# Estratto fornito
L’esperienza della galleria neon di Bologna raccontata dall’artista Pino Boresta
Spazio non convenzionale per eccellenza, la galleria neon di Bologna è protagonista della mostra andata in scena di recente al MAMbo e del volume che la accompagna. Fra le voci c’è anche quella di Pino Boresta
“Sto tirando fuori troppe storie alla volta perché quello che voglio è che intorno al racconto si senta una saturazione d’altre storie che potrei raccontare e forse racconterò o chissà non abbia già raccontato in altra occasione, uno spazio pieno di storie che forse non è altro che il tempo della mia vita, in cui ci si può muovere in tutte le direzioni come nello spazio trovando sempre storie che per raccontarle bisognerebbe prima raccontarne delle altre, cosicché partendo da un qualsiasi momento o luogo s’incontra la stessa densità di materiale da raccontare”. (Italo Calvino)
Ciao Gino,
come al solito mi ha fatto molto piacere incontrarti alla fiera di Roma “ArtO”. Peccato che tu non abbia avuto modo di partecipare all’incontro (talk) dal titolo Why not me to the Venice Biennial? da me curato venerdì il primo giorno della fiera. Ti aspettavo poi allo stand di Juliet per farti vedere una cosa e fare due chiacchiere, sarà per un’altra volta.
Ti invio altre figurine per l’Album di Oreste Uno, sperando di farti piacere.

# Dati forniti

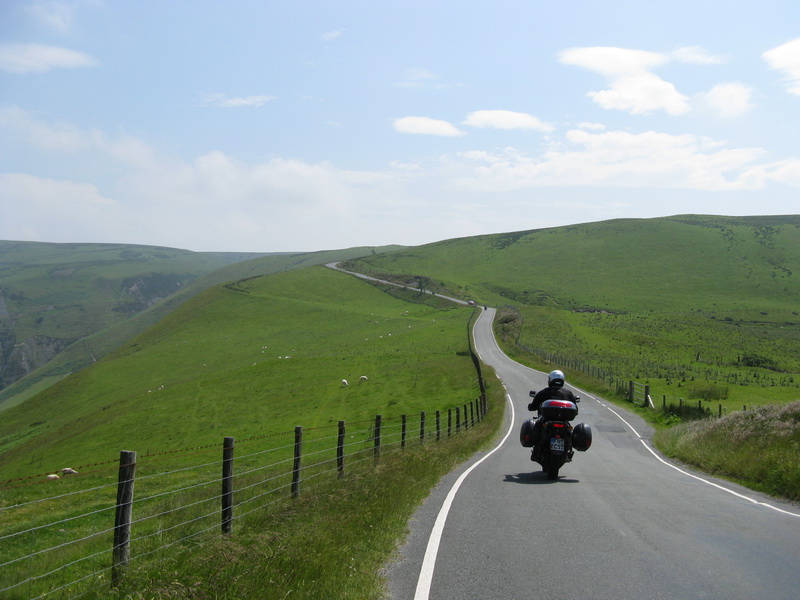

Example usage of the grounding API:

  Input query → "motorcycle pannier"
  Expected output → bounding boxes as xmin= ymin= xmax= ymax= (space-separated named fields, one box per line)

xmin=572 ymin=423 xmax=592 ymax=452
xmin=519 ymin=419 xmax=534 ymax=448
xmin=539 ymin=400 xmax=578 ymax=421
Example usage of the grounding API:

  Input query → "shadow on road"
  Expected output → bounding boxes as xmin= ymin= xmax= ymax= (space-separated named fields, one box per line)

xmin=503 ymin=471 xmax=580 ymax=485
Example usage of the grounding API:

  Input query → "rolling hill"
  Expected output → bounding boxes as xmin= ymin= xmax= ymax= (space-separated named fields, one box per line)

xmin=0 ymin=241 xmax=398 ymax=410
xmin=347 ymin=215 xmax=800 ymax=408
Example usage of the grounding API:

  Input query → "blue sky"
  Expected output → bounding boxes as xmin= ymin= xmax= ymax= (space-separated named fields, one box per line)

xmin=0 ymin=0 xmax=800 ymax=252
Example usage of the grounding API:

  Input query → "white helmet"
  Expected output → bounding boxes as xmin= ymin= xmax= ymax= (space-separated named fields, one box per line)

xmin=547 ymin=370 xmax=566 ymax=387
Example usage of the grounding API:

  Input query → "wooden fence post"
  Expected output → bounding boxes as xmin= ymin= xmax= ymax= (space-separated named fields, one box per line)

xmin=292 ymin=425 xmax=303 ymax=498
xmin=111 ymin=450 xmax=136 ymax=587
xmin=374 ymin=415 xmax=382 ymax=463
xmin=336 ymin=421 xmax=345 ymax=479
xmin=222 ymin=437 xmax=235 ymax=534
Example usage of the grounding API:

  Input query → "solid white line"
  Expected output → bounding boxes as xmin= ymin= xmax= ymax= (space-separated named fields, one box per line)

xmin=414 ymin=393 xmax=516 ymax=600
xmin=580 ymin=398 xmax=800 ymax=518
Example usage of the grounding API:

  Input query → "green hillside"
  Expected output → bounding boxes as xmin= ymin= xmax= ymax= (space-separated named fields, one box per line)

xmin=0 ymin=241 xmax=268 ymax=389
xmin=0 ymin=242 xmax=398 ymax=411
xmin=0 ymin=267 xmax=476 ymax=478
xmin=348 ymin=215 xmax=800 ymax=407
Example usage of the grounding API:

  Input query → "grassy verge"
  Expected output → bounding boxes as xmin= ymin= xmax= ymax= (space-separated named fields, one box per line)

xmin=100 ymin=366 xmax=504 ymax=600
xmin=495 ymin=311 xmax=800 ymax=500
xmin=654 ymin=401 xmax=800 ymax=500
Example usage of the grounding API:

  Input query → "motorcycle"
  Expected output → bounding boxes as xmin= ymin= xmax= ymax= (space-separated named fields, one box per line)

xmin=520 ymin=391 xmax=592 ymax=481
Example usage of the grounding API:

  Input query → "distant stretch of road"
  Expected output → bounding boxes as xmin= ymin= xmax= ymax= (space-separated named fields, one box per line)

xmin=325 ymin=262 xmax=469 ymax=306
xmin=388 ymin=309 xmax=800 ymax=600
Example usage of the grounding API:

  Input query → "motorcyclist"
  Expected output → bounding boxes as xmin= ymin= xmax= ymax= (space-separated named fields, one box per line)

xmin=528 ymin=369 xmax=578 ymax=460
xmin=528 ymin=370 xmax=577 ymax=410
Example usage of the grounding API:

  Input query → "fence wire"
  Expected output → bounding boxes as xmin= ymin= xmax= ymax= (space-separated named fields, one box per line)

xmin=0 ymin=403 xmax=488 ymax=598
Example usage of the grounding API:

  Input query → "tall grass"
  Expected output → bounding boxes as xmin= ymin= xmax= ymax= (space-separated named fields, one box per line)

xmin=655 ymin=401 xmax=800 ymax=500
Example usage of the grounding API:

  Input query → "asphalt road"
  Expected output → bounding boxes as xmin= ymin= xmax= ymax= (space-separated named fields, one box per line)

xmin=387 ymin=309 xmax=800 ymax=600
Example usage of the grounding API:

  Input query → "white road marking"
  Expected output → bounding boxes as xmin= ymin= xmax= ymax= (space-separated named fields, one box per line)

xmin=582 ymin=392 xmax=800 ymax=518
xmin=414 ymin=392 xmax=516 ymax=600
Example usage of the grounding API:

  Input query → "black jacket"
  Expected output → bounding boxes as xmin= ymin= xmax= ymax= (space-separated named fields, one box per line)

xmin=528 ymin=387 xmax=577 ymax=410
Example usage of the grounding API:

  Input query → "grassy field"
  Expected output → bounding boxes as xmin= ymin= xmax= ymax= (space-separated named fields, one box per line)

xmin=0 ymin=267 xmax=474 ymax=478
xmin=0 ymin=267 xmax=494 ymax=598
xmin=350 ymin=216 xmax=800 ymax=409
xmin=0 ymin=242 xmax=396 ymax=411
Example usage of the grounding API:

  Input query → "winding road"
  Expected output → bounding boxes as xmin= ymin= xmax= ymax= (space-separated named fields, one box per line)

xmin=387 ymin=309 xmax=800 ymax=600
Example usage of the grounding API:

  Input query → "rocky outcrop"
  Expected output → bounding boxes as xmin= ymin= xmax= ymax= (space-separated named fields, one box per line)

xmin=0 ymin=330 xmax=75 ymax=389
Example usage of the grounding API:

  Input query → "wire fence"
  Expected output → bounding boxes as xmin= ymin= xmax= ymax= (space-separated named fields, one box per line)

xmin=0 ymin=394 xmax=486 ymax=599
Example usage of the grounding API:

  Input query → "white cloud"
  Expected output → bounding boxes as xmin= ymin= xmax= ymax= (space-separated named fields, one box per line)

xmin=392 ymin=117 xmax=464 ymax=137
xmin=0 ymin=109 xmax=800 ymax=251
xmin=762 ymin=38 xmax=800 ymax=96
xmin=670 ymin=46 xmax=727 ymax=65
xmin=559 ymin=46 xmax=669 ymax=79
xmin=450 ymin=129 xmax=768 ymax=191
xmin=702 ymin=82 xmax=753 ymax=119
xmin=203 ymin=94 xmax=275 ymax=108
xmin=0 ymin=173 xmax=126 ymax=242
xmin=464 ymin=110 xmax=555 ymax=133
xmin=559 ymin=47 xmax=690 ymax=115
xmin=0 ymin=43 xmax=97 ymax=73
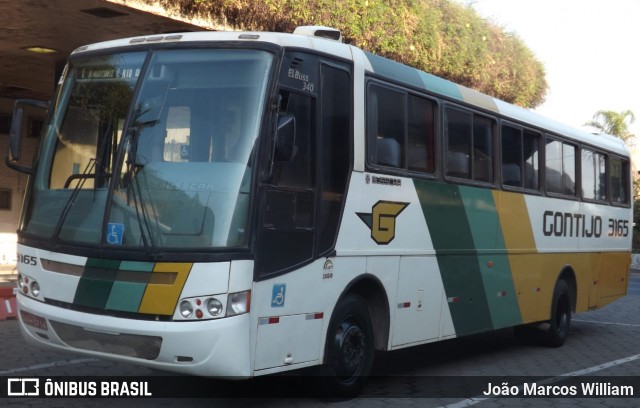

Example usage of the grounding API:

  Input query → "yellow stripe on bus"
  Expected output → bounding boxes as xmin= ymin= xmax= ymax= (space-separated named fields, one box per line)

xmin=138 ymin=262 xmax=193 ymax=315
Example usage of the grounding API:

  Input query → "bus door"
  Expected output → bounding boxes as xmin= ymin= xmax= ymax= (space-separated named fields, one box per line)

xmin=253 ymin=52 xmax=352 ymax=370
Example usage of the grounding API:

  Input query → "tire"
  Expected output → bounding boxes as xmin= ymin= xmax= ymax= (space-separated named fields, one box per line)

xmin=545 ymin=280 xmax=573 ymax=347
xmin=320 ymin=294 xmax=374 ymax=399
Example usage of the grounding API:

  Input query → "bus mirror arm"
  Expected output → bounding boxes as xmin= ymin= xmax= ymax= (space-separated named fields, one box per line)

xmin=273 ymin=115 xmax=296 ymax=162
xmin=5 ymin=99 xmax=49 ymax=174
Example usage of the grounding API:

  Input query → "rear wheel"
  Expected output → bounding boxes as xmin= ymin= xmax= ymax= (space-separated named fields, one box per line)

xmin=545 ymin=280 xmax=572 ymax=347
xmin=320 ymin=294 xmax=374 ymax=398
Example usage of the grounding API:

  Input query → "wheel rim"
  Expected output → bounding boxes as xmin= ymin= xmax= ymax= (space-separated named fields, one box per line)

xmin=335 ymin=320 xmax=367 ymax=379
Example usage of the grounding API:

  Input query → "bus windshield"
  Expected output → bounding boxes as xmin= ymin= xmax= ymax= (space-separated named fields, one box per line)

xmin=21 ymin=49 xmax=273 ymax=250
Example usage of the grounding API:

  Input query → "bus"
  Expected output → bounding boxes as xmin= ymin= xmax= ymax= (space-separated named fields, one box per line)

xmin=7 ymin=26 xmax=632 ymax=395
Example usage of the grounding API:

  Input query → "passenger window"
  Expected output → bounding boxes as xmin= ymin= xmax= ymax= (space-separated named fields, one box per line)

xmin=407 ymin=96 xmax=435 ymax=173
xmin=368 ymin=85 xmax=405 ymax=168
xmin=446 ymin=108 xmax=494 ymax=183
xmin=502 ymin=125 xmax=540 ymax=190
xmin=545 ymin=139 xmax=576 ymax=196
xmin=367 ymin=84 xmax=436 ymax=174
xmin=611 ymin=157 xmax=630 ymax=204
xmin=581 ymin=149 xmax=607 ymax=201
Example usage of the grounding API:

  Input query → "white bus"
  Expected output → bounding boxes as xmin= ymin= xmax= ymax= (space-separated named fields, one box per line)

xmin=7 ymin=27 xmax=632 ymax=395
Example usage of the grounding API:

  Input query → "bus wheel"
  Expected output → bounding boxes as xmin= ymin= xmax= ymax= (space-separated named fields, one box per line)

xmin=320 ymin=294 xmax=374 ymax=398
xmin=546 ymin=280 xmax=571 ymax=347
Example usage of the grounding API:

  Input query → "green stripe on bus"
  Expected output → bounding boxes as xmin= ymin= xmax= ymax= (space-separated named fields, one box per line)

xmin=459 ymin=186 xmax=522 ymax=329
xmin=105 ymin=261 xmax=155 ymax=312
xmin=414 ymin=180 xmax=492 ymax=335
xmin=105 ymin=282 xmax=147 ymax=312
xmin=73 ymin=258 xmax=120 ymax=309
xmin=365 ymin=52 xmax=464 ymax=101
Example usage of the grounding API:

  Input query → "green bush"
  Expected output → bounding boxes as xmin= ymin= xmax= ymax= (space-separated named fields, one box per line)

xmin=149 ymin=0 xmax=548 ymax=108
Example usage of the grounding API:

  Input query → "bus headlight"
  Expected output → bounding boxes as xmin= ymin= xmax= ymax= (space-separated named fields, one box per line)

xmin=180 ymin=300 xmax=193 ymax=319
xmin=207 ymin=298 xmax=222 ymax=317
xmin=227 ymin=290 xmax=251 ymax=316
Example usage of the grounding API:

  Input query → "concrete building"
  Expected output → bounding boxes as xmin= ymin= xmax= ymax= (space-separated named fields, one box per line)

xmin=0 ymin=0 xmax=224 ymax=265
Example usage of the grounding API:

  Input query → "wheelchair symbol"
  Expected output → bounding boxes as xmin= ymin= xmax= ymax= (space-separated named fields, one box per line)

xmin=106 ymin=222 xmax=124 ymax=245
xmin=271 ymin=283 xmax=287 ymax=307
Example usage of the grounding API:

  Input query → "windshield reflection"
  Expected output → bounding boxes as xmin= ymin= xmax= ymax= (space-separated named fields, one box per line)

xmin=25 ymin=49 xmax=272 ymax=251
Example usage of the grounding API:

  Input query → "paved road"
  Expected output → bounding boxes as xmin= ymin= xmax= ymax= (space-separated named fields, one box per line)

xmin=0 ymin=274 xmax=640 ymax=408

# Compiti da svolgere
[1] Estrai dall'elenco tutte le righe che contengono la stringa "green" e riportale senza alcuna modifica.
[2] Prosegui il testo sulla galleria neon di Bologna a partire dall'ultima frase riportata.

# Risposte ai compiti
[1]
  Input query → "green hillside"
  Input query → "green stripe on bus"
  Input query → "green bush"

[2]
Un saluto
aprile 2009
Questa la settima lettera inviata a Gino Gianuizzi che accompagnava l’invio di nuove figurine del mio progetto Album Oreste Uno a compilazione dell’album inviatogli con la prima spedizione. Come si vede, ogni lettera era introdotta da una appropriata citazione da me scelta con cura. Un mio nuovo atto relazionale intrapreso dove il tempo è al centro dell’azione, nel tentativo di colmare distanze e cercare di entrare in relazione con l’altro sempre di più. Questa volta impiegando un rituale lento, che adopera la parola scritta come grimaldello per scardinare e quindi scandagliare coscienze, utilizzando materiali e sistemi di comunicazione e spedizione in via di estinzione come la cara vecchia carta, la cara vecchia lettera e la cara vecchia posta, con tanto di caro vecchio francobollo. Questa, che potrebbe essere equiparata a un’operazione della gloriosa Mail Art di un tempo, si è svolta in un arco di tempo di quasi 10 anni che vanno dall’aprile 2007 all’ottobre 2016. Sono stati circa una ventina i destinatari di queste spedizioni, prevalentemente fondazioni e galleristi e, visto che la classe non è acqua, mi fa piacere qui citare coloro che hanno risposto, ringraziando: Patrizia Sandretto Rebaudengo, Fondazione Prada, Fondazione François Pinault, Alessandro Pasotti della galleria P420. Azione operativa poi interrotta anche a causa delle grosse difficoltà finanziarie nelle quali sono incorso nel 2017. Quasi impossibilitato a comprare perfino i francobolli per continuare le spedizioni, ho deciso di concentrarmi sul progetto SOS-Boresta e crowdfunding correlato.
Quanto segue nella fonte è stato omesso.